=== TEXT TO READ ===
§

Enable Synonym Search via Dictionary Files - Elasticsearch

Alibaba Cloud Elasticsearch supports two ways to configure synonyms for search: uploading a synonym dictionary file to the cluster, or defining synonyms inline in the index settings. Both approaches use the synonym token filter in a custom analyzer.

Run all commands in this topic from the Kibana console. For access instructions, see Log on to the Kibana console.

Method 1: Use a synonym dictionary file

Prerequisites

Before you begin, ensure that you have:

A synonym dictionary file uploaded to the cluster. See Upload a synonym dictionary file.

The examples below use analysis/aliyun_synonyms.txt, which contains the entry begin, start.

Step 1: Create an index

Create an index with a custom analyzer that references the uploaded synonym file:

PUT /aliyun-index-test
{
  "settings": {
    "index":{
      "analysis": {
          "analyzer": {
            "by_smart": {
              "type": "custom",
              "tokenizer": "ik_smart",
              "filter": ["by_tfr","by_sfr"],
              "char_filter": ["by_cfr"]
            },
            "by_max_word": {
              "type": "custom",
              "tokenizer": "ik_max_word",
              "filter": ["by_tfr","by_sfr"],
              "char_filter": ["by_cfr"]
            }
         },
         "filter": {
            "by_tfr": {
              "type": "stop",
              "stopwords": [" "]
              },
            "by_sfr": {
              "type": "synonym",
              "synonyms_path": "analysis/aliyun_synonyms.txt"
              }
           },
           "char_filter": {
             "by_cfr": {
               "type": "mapping",
               "mappings": ["| => |"]
             }
           }
       }
     }
   }
}

The by_sfr filter loads synonyms from the uploaded dictionary file. The by_max_word analyzer is used for indexing, and by_smart is used for search queries.

§

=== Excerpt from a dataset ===

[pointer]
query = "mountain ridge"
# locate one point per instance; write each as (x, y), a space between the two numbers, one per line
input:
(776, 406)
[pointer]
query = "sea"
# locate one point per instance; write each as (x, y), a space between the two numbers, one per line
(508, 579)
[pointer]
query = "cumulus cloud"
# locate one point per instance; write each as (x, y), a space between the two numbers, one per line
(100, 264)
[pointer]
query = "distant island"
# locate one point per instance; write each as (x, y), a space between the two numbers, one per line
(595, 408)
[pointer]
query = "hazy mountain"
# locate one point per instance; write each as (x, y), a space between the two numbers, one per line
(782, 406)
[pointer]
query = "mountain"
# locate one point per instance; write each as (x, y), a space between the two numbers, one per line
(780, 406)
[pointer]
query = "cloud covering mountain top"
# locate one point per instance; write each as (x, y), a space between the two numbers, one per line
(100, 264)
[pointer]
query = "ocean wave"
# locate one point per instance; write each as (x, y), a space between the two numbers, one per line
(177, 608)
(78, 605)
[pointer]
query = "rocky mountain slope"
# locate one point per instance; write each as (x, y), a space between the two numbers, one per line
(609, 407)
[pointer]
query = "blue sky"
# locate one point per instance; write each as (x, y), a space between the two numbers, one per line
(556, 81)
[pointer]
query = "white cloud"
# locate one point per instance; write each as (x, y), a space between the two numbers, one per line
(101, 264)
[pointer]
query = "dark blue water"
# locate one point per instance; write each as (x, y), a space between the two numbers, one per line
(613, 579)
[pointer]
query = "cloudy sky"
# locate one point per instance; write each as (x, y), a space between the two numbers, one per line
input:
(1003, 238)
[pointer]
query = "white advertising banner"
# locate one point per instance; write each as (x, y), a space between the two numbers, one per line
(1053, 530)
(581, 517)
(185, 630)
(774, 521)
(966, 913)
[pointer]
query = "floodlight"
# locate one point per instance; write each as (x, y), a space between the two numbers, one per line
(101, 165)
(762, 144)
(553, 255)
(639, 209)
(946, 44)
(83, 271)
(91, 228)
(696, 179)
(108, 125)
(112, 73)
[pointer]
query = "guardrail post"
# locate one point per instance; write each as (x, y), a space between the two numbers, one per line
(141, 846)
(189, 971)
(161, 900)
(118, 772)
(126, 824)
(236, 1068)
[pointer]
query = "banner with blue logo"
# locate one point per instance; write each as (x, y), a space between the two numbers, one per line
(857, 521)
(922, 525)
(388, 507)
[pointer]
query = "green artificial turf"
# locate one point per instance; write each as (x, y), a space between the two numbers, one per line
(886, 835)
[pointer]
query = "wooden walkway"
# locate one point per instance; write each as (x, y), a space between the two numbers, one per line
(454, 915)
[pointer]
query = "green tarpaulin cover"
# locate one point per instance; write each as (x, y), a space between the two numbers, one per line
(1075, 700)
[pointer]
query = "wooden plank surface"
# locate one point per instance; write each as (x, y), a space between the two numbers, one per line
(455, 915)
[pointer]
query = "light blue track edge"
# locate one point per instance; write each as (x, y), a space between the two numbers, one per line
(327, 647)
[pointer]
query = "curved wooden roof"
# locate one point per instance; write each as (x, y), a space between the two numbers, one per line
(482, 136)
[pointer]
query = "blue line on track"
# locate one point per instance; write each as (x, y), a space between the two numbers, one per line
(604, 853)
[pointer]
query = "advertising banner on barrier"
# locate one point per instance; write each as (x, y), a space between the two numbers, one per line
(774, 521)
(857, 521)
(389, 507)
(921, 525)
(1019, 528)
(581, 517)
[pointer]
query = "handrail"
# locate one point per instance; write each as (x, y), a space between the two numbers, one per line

§

=== BRIEF 1 ===
In the Elasticsearch synonym page, which analyzer is used for search queries?
=== BRIEF 2 ===
Pull out every line of the rows that contains the string "track", treating uppercase and lowercase as different.

=== REPLY 1 ===
The by_smart analyzer is used for search queries.

=== REPLY 2 ===
query = "light blue track edge"
query = "blue line on track"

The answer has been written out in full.